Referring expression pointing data
-- Opening Marker --
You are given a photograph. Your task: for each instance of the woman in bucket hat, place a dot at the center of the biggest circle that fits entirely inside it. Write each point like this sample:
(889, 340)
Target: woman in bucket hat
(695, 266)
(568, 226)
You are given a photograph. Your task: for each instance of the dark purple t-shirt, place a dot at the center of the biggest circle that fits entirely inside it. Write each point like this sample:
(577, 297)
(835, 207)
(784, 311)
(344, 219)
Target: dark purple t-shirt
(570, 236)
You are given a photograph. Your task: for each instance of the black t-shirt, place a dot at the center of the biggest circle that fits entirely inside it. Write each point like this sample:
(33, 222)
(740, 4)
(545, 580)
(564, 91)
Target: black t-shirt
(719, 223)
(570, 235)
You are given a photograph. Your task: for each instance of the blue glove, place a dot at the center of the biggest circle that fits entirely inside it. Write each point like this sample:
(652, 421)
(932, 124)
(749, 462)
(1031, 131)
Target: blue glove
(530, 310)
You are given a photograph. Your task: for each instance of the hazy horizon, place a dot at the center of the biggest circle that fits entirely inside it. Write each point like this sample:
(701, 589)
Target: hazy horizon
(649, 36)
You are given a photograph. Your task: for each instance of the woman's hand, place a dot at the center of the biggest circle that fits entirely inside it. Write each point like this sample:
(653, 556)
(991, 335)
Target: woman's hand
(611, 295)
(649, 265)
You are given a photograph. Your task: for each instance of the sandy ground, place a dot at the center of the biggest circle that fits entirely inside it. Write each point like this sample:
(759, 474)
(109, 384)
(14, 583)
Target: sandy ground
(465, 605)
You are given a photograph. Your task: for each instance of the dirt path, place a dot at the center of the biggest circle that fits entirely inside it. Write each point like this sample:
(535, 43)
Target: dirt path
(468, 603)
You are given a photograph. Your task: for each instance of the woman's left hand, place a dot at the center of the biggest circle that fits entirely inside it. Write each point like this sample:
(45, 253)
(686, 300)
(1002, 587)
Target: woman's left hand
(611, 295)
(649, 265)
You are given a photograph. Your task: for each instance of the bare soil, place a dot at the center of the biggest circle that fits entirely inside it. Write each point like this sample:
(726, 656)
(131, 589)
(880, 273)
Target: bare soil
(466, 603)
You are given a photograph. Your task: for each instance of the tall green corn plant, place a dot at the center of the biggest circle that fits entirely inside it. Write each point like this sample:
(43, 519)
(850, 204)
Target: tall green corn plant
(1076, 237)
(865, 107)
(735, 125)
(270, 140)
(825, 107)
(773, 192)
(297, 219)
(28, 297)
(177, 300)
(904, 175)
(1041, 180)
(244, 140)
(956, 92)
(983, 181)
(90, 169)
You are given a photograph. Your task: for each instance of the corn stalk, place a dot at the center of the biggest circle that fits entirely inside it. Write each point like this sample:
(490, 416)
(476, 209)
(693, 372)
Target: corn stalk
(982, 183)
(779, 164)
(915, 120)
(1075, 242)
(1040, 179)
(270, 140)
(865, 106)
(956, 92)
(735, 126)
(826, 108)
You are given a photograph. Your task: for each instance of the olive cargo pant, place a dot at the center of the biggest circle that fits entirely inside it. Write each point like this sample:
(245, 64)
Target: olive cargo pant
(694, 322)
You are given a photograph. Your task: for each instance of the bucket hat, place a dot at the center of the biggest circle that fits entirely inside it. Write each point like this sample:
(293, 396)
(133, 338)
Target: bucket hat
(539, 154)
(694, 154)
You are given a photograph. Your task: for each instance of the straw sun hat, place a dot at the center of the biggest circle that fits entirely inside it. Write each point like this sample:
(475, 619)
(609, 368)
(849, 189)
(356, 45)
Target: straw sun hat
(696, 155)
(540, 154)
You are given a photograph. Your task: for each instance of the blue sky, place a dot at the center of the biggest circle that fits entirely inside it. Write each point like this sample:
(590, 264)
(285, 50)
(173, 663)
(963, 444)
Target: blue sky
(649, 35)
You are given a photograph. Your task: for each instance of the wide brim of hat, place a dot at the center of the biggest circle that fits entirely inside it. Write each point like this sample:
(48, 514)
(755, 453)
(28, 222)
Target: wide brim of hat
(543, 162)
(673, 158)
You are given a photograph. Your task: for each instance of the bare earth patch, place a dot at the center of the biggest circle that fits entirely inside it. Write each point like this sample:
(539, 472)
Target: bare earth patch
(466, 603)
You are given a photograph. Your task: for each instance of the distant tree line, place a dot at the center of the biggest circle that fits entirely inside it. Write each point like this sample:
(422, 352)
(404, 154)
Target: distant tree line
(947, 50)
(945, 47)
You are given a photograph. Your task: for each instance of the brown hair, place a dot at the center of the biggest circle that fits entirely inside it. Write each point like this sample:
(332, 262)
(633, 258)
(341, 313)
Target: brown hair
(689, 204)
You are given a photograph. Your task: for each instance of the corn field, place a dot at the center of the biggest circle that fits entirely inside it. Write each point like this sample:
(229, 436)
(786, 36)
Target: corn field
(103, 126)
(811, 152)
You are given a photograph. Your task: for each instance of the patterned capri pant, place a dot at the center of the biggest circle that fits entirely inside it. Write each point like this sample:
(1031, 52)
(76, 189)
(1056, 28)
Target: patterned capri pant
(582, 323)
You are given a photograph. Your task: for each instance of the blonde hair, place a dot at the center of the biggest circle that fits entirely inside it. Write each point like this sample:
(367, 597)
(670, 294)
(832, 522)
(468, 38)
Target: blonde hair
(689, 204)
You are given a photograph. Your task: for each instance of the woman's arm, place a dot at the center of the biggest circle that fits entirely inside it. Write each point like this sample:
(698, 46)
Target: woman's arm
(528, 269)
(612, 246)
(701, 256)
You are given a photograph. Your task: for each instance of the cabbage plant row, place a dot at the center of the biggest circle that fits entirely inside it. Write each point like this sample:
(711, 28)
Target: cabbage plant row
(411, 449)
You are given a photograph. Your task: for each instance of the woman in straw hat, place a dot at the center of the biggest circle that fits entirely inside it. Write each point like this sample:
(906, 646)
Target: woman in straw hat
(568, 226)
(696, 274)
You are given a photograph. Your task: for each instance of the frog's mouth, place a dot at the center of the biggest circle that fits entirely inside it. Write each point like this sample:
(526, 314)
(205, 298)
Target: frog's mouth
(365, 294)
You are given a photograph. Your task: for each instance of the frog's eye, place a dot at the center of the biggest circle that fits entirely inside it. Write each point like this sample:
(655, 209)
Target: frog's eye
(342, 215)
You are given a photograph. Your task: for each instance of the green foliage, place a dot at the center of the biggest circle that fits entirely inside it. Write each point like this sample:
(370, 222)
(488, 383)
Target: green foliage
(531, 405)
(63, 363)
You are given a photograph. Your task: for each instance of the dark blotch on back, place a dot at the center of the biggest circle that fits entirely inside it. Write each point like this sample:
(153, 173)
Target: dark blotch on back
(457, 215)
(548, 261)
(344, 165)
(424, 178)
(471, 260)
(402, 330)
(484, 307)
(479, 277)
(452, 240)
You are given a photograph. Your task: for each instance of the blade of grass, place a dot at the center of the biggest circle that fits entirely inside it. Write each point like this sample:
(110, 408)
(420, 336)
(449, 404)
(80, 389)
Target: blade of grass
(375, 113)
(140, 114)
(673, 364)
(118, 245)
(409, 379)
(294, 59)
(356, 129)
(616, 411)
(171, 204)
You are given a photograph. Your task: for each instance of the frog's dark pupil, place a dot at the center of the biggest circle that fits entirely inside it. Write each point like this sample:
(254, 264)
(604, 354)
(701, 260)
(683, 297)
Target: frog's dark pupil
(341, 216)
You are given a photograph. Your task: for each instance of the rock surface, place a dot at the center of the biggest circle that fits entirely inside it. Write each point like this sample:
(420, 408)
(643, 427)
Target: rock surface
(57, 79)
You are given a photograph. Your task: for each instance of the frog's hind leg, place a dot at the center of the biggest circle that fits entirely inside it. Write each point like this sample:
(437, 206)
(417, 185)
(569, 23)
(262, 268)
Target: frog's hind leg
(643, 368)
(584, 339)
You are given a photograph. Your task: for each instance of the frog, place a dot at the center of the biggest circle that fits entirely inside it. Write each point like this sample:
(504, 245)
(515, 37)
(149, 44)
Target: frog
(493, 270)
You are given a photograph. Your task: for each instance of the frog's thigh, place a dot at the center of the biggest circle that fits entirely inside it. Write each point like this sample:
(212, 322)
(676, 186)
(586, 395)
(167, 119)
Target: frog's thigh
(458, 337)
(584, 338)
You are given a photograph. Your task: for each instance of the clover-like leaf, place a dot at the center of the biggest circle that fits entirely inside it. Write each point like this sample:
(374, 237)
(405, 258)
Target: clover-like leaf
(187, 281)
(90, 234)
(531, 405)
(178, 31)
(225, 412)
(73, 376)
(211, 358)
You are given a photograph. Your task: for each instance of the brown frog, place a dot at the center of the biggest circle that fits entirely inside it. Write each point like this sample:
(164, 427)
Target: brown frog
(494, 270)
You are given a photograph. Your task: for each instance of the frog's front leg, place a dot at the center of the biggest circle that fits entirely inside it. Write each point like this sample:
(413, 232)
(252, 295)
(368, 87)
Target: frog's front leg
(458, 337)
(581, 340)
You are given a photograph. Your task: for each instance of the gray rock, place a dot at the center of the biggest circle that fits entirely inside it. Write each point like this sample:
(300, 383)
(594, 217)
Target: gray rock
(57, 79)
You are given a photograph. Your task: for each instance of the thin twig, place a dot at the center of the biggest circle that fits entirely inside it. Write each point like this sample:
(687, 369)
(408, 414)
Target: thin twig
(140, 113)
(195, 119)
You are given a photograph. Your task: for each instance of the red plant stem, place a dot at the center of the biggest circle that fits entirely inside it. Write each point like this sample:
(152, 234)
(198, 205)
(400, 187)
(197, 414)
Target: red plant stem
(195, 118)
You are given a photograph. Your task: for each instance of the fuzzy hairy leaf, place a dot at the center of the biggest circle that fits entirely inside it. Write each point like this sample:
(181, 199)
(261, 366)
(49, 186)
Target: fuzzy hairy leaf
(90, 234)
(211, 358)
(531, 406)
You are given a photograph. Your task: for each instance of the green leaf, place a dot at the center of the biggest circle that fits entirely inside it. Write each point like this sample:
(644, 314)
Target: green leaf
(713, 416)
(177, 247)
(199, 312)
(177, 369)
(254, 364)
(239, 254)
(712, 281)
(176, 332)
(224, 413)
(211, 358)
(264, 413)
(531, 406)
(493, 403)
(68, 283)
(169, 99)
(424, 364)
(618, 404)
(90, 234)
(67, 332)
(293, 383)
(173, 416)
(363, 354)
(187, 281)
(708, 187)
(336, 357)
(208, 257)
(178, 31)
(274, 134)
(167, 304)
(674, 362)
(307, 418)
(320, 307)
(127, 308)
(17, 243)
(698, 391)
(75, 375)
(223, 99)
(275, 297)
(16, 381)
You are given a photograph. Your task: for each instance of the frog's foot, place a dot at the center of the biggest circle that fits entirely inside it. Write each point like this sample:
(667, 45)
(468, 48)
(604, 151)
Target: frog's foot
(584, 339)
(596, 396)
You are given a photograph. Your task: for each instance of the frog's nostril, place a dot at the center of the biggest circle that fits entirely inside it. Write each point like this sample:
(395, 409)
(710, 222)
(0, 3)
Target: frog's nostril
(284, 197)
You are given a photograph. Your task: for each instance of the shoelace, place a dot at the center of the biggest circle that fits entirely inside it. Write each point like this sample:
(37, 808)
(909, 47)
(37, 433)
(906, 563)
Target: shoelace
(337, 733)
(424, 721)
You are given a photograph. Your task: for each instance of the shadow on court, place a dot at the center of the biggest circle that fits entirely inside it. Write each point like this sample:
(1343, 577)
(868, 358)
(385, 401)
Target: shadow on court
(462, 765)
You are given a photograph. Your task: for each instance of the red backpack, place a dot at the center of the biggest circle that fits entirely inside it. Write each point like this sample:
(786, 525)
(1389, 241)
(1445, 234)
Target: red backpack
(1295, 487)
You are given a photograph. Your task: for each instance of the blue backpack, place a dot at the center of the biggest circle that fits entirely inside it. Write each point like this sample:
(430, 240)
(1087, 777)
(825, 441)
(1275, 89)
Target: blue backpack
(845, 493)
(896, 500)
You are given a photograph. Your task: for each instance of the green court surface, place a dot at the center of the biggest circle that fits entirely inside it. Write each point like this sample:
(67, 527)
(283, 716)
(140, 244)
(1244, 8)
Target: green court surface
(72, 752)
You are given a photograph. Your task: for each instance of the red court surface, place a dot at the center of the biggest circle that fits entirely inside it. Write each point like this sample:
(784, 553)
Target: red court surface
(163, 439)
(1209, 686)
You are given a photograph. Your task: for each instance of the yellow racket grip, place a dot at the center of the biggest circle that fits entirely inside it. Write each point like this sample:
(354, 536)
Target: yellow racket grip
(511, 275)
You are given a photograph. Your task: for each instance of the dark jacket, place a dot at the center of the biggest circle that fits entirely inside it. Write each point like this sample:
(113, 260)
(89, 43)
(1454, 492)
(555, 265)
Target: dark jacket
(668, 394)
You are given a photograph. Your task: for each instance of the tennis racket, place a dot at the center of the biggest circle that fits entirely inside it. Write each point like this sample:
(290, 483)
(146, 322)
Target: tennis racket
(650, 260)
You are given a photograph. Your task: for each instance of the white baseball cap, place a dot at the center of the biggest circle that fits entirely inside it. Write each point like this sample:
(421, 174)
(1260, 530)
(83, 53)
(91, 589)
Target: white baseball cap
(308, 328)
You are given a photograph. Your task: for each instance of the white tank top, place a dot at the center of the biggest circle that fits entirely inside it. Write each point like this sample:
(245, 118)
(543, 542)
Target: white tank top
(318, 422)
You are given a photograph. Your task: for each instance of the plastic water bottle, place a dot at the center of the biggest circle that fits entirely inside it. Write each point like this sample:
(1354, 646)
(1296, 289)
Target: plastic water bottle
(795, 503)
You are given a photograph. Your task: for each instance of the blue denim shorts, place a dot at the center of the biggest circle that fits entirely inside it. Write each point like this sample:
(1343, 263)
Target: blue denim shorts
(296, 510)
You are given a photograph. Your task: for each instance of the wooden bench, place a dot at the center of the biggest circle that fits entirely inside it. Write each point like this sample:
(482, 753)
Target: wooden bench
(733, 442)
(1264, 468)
-- Closing Marker --
Look above for the line that contains "Target: frog's nostril". Starting there, transcribe every line exactly until you have copied the line that contains "(1389, 241)".

Output of the exercise:
Target: frog's nostril
(284, 197)
You are given a photograph. Your task: for each instance of the shoelace, place a dot at the center of the biggest circle that fits entirely inside it. Write each point like this sample:
(37, 808)
(909, 47)
(37, 433)
(906, 563)
Target: shoelace
(337, 733)
(424, 721)
You are given a photograph. Your task: for each instance of the shadow on court, place a dot at the center of the biggest circle that fits entirely inside it. Write each point like this sample:
(1343, 577)
(868, 358)
(385, 401)
Target: shadow on court
(462, 765)
You are given a photograph. Your task: for each instance of the red backpack, place a dot at the center of the biggest circle that fits entirely inside it. Write each point like this sample:
(786, 525)
(1389, 241)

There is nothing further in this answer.